Ex Navy Officer. Owner of Businesses. Digital Entrepreneur. Expat Living in Thailand. 5,000 Biting Blog Post on Everything since 2003.

“The Real American Right”
Selection Bias. Cause & Effect

Ron Paul

January 8, 2008 18 Comments

With what very little time I’ve had today to look at this (that’s one example; you can chase links to your heart’s content), I’ve been nothing but amused. That’s not quite true: mostly disillusioned. It’s a hope killing sort of thing, kinda. Or; it’s not. In practical political terms, this can hurt Paul, have no effect, or help him. I fear it might help him, for all the wrong reasons. That’s partly the source of my disillusionment.

Listen: old hand libertarians will be the very last people on Earth to ever to win over anyone en masse, and this latest ordeal is a very pure example. They’re kooks; me included. That’s mostly because we don’t give a shit what you pathetically "think;" me included. But even that’s not it. The point is very simple, but it’s rarely detected or spoken of. What’s happening to Ron Paul is classically symptomatic of libertarianism.

» Available data
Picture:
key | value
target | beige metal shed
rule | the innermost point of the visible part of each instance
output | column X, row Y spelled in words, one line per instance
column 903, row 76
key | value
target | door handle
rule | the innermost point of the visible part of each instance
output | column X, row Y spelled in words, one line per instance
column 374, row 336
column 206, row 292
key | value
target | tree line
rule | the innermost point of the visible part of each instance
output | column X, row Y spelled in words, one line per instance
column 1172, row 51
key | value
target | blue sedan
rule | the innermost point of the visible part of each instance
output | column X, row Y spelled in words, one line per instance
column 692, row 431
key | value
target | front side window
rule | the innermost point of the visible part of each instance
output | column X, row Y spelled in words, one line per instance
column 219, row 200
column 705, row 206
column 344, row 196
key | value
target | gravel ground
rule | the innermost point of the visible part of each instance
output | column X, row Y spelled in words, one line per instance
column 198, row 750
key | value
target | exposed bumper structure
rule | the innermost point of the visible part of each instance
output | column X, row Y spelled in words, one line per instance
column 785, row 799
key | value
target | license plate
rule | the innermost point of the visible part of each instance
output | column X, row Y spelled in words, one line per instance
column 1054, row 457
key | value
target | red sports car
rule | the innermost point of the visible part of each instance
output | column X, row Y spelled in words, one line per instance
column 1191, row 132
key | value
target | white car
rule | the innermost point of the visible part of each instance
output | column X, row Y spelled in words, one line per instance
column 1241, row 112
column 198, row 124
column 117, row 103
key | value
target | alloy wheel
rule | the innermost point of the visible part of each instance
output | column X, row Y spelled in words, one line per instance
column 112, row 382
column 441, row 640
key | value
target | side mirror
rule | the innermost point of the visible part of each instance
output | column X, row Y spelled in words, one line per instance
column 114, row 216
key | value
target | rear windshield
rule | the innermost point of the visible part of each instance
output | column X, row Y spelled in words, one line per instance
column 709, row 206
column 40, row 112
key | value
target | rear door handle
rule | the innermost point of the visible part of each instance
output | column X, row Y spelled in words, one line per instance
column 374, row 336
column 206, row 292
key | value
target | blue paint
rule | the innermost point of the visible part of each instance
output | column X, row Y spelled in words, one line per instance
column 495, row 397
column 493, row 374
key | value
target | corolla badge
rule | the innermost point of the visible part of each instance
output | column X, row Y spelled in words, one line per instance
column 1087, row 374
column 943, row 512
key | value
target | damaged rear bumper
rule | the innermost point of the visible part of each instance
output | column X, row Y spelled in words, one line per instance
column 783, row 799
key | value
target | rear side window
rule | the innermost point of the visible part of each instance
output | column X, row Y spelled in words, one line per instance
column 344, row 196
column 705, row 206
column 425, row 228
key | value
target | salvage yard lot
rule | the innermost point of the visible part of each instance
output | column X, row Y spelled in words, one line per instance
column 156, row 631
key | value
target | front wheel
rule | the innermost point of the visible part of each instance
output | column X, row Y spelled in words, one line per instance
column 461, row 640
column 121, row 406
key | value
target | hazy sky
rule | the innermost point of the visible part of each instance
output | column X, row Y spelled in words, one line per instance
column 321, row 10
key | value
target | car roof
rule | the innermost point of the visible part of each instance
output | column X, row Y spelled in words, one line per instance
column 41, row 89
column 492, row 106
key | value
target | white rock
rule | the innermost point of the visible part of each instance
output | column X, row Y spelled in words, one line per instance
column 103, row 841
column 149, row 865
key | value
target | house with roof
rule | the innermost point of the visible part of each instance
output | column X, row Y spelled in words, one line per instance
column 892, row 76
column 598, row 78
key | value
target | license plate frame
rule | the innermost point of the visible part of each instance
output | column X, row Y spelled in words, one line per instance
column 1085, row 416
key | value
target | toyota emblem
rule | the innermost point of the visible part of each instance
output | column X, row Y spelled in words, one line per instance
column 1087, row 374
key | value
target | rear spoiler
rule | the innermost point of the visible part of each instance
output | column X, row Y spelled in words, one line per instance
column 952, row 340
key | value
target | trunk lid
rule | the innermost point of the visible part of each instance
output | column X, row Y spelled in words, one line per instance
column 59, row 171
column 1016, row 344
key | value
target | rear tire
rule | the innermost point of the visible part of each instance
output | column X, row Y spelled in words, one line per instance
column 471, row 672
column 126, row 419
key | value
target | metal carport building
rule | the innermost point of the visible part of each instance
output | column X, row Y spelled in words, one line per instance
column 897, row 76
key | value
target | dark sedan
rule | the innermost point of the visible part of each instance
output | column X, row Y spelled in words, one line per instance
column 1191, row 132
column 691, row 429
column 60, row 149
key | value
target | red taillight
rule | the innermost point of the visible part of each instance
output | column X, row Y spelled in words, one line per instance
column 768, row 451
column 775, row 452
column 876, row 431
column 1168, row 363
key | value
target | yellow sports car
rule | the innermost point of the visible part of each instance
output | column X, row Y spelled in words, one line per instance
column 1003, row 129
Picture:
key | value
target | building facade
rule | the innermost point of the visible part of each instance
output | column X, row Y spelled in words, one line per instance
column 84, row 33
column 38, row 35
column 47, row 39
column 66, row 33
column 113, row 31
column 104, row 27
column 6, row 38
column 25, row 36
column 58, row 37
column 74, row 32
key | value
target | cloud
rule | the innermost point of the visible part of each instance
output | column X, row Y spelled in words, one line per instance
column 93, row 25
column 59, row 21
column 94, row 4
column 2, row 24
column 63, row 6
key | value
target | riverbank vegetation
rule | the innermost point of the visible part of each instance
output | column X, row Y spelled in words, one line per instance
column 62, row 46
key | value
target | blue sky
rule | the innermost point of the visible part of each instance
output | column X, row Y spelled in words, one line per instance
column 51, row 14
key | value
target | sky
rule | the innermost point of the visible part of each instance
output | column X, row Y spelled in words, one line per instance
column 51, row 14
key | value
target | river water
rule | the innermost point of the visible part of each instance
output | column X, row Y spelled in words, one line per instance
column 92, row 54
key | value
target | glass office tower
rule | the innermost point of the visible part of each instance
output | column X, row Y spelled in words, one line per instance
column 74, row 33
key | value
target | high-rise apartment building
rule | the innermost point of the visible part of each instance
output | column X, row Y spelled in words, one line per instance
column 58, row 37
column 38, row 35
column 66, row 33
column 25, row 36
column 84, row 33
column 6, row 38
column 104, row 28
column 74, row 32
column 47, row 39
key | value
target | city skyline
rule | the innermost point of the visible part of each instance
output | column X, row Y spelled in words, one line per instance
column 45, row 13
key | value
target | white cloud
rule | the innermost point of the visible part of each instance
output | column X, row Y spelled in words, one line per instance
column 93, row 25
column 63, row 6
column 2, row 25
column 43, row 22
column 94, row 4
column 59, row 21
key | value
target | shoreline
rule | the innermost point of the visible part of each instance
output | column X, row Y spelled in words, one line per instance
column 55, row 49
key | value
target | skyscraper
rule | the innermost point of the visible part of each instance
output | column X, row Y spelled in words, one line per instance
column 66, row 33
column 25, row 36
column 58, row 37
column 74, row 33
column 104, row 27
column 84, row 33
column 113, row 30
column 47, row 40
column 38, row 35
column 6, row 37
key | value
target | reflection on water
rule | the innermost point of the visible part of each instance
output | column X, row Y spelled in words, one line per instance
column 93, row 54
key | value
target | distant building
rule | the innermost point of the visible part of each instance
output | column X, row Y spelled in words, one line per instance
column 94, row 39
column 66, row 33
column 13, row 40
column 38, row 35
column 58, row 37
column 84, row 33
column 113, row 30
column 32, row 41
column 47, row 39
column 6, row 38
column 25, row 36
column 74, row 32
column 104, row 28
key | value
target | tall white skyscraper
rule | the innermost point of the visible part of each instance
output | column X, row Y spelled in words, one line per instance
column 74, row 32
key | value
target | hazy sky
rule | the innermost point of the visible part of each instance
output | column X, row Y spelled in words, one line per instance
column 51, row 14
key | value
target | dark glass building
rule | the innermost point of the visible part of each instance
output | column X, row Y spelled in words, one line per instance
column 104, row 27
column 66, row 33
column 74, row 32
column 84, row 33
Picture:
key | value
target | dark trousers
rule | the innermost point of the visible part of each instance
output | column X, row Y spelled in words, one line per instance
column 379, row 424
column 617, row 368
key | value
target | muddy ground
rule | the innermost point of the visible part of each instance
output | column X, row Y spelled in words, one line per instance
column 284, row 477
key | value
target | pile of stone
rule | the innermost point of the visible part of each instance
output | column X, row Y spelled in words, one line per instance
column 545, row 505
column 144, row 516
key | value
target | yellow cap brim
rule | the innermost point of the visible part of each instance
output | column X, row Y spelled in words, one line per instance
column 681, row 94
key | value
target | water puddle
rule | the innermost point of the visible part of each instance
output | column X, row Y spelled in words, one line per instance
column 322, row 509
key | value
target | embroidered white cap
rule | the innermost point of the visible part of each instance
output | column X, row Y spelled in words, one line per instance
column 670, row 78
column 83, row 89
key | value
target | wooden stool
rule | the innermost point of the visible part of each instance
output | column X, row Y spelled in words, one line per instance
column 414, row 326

» Description of the task
Answer these questions from the blog post on Ron Paul.
(a) Since what year has the blog been running, according to its header?
(b) On what date was the post published?
(c) Who does the post say will be the very last people on Earth to win over anyone en masse?
The records have no connection to the text.

» Response box
(a) 2003
(b) January 8, 2008
(c) Old hand libertarians